(EXERCISE DESCRIPTION): Reproduce every entry exactly, without alteration.

(DATASET EXCERPTS):
* * * *

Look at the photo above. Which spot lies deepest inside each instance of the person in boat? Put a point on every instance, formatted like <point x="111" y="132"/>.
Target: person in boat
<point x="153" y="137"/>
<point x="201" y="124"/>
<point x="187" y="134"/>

* * * *

(ANSWER TO THE EXERCISE):
Look at the photo above. Which spot lies deepest inside each instance of the person in boat? Put a point on every instance, formatted like <point x="111" y="132"/>.
Target: person in boat
<point x="153" y="137"/>
<point x="201" y="124"/>
<point x="187" y="134"/>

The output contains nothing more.